[Rows from a dataset]

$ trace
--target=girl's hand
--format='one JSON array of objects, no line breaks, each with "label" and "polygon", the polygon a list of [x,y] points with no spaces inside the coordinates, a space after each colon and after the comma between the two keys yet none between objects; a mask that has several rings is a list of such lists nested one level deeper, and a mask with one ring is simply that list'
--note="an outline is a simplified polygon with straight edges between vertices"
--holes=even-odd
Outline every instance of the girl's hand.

* * *

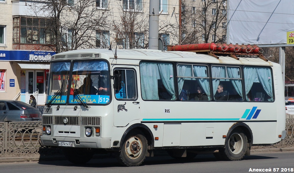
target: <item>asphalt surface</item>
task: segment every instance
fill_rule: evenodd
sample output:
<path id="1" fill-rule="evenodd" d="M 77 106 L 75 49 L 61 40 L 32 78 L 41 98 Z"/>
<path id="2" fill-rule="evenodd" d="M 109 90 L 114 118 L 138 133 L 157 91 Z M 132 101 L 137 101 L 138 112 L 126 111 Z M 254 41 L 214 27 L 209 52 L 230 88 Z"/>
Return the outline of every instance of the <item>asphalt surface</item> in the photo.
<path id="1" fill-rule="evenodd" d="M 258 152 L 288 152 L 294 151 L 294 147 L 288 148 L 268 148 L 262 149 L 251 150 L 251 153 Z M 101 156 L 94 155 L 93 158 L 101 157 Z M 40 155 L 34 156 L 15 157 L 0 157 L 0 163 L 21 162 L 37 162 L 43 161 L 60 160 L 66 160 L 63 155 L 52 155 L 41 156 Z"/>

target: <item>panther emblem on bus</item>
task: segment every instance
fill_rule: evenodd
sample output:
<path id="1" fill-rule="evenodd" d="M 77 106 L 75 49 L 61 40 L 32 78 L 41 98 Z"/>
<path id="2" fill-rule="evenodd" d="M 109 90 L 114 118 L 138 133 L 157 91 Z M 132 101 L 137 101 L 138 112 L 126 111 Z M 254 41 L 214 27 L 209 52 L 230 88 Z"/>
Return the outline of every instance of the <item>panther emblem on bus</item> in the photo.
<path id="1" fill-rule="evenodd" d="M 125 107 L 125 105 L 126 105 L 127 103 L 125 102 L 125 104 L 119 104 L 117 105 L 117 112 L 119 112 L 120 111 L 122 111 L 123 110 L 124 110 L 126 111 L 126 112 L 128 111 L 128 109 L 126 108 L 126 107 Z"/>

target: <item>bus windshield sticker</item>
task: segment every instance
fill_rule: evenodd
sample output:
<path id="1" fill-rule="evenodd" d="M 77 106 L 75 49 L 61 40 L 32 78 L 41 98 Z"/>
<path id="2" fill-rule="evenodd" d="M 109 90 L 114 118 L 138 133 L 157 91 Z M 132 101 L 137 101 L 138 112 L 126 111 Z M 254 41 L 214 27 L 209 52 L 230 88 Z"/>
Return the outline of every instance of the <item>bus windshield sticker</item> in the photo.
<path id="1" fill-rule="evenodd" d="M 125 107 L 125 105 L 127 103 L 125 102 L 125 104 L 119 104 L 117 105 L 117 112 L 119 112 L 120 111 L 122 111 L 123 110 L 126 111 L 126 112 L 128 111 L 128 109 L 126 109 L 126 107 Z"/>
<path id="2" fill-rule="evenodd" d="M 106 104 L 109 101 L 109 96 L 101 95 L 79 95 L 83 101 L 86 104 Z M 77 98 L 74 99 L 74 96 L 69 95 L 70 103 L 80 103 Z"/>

• Task details:
Please express the lines from the one containing "target: <item>panther emblem on bus</item>" through the one containing "125 105 L 126", both included, as a numbered list with blank lines left out.

• Output of the exercise:
1. target: <item>panther emblem on bus</item>
2. task: segment every instance
3. fill_rule: evenodd
4. sample output:
5. <path id="1" fill-rule="evenodd" d="M 77 106 L 75 49 L 61 40 L 32 78 L 41 98 Z"/>
6. <path id="2" fill-rule="evenodd" d="M 109 90 L 114 118 L 138 133 L 157 91 Z M 132 101 L 137 101 L 138 112 L 126 111 Z M 254 41 L 214 27 L 209 52 L 230 88 Z"/>
7. Return the outline of every instance of the <item>panther emblem on bus</item> in the photo.
8. <path id="1" fill-rule="evenodd" d="M 125 107 L 125 105 L 126 105 L 127 103 L 125 102 L 125 104 L 119 104 L 117 105 L 117 112 L 119 112 L 120 111 L 122 111 L 123 110 L 124 110 L 126 111 L 126 112 L 128 111 L 128 109 L 126 108 L 126 107 Z"/>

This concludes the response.